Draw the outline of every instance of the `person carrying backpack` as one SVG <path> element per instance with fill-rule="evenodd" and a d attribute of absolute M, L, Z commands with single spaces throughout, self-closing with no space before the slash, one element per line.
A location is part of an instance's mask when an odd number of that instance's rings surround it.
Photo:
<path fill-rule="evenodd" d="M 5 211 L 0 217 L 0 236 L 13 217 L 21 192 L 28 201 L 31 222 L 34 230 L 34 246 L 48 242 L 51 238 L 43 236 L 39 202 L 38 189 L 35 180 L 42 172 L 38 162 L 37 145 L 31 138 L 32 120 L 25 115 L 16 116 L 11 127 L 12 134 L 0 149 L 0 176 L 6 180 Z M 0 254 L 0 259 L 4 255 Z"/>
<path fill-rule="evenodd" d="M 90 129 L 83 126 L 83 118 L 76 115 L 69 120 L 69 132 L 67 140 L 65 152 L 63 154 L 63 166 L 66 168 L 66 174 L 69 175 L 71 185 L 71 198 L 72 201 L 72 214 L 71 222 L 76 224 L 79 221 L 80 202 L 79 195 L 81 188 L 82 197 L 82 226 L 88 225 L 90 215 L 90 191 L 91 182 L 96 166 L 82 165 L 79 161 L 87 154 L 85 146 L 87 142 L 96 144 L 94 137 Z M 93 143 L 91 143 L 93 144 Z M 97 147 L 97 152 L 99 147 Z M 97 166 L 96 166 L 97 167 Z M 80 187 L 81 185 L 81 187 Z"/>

**What the task asks:** Please reproduce all the entries above with "rings" switched to "loops", changing nothing else.

**Solved exercise:**
Draw the outline of every instance of the `person carrying backpack` as one SVG <path> element per instance with fill-rule="evenodd" and a d attribute of absolute M, L, Z commands with single spaces throughout, self-closing with no space before the slash, one element per line.
A location is part of an instance's mask when an odd number of that instance's loops surround it.
Photo:
<path fill-rule="evenodd" d="M 5 211 L 0 217 L 0 236 L 13 217 L 21 192 L 28 201 L 31 222 L 34 230 L 34 246 L 48 242 L 51 238 L 43 236 L 39 202 L 38 189 L 35 180 L 42 172 L 38 162 L 37 145 L 31 138 L 32 120 L 25 115 L 16 116 L 11 127 L 12 134 L 0 149 L 0 176 L 6 180 Z M 0 254 L 0 259 L 4 255 Z"/>
<path fill-rule="evenodd" d="M 90 129 L 83 126 L 83 118 L 76 115 L 69 120 L 69 132 L 67 140 L 65 152 L 63 154 L 63 166 L 66 168 L 66 174 L 69 175 L 71 185 L 71 198 L 72 201 L 72 214 L 71 222 L 76 224 L 79 221 L 80 202 L 79 195 L 81 188 L 82 197 L 82 226 L 88 225 L 90 215 L 90 191 L 91 182 L 96 166 L 82 165 L 79 161 L 87 154 L 85 146 L 87 142 L 96 144 L 94 137 Z M 93 143 L 91 143 L 93 144 Z M 97 147 L 97 152 L 99 147 Z M 97 166 L 96 166 L 97 167 Z M 80 187 L 81 185 L 81 187 Z"/>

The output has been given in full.